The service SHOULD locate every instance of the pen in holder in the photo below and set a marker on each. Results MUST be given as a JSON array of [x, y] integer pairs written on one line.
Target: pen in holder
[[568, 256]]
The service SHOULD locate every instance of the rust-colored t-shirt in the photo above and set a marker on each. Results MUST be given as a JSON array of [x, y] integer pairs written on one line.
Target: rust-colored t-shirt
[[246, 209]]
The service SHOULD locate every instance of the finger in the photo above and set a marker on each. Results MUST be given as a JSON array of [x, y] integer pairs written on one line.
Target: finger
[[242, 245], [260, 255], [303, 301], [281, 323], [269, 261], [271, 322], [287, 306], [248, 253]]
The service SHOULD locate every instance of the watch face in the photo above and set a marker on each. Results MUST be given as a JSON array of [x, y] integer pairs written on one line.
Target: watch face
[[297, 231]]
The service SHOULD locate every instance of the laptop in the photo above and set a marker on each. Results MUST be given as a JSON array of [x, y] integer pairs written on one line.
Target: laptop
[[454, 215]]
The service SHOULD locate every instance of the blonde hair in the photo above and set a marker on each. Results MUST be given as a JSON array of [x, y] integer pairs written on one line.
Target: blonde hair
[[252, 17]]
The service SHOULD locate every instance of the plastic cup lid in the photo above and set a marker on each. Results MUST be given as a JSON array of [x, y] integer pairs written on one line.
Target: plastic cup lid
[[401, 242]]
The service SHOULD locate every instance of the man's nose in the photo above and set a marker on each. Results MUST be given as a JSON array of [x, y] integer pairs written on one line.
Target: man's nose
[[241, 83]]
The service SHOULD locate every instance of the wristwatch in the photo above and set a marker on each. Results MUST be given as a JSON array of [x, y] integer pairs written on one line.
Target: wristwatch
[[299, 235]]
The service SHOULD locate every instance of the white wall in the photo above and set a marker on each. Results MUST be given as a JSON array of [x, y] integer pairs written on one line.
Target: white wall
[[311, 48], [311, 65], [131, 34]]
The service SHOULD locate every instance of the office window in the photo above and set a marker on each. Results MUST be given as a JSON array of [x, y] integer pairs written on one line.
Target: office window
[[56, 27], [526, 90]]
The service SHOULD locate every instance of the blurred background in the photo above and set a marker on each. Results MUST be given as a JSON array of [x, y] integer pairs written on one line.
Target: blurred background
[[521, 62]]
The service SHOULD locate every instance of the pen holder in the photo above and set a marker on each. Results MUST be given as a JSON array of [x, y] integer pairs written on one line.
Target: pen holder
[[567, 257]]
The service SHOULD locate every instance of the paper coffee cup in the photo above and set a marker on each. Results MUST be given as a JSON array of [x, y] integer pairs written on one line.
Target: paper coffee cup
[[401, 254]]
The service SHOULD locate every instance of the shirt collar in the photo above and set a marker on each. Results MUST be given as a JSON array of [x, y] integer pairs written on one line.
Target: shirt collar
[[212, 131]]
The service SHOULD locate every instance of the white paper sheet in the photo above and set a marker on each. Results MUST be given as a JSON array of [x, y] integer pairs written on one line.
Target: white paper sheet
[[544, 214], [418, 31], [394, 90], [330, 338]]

▬▬▬▬▬▬

▶ **What the exercise asks**
Would you transcribe exactly the lines from the one containing "Target: wristwatch" to the end of the material, and leave out the rest?

▶ **Answer to this exercise**
Target: wristwatch
[[299, 235]]
The service SHOULD locate every instance of the white wall in the photo above and set a marker on each. Results MUST be given as a JSON array of [x, y] integer pairs written on one line.
Target: white wall
[[311, 48], [311, 65], [131, 34]]
The service SHOULD locate every instance of the office window in the photo above and set a marker on each. Results MUST be given as a JSON array of [x, y] integer pairs written on one line.
Target: office window
[[56, 27], [526, 90]]
The service SHOULD locate every instance of the blurred background in the photo above and set a marker on each. Results MUST be given as a JSON array of [x, y] integer pairs written on one line.
Target: blurred background
[[521, 62]]
The service SHOULD locate every instance of the pen holder in the photo above and set a marker on each. Results MUST be given as a JSON array of [x, y] integer pairs written on one line.
Target: pen holder
[[567, 257]]
The service SHOULD locate every instance of the paper coffee cup in the photo above and set a marker on each. Results MUST be given as a JSON array of [x, y] integer pairs written on one line.
Target: paper coffee cup
[[401, 254]]
The service SHOULD locate every instance of the shirt collar in the photo above and set a marker on each. Results MUST be given as a JSON array of [x, y] integer pairs written on one line.
Target: shirt collar
[[212, 131]]
The service SHOULD locate every instance of the white paper sheet in the photo above and set a marker on each. Results MUST be given as a JSON array of [x, y] integer pairs written on one line.
Target: white paper sheet
[[544, 214], [418, 31], [394, 90], [330, 338]]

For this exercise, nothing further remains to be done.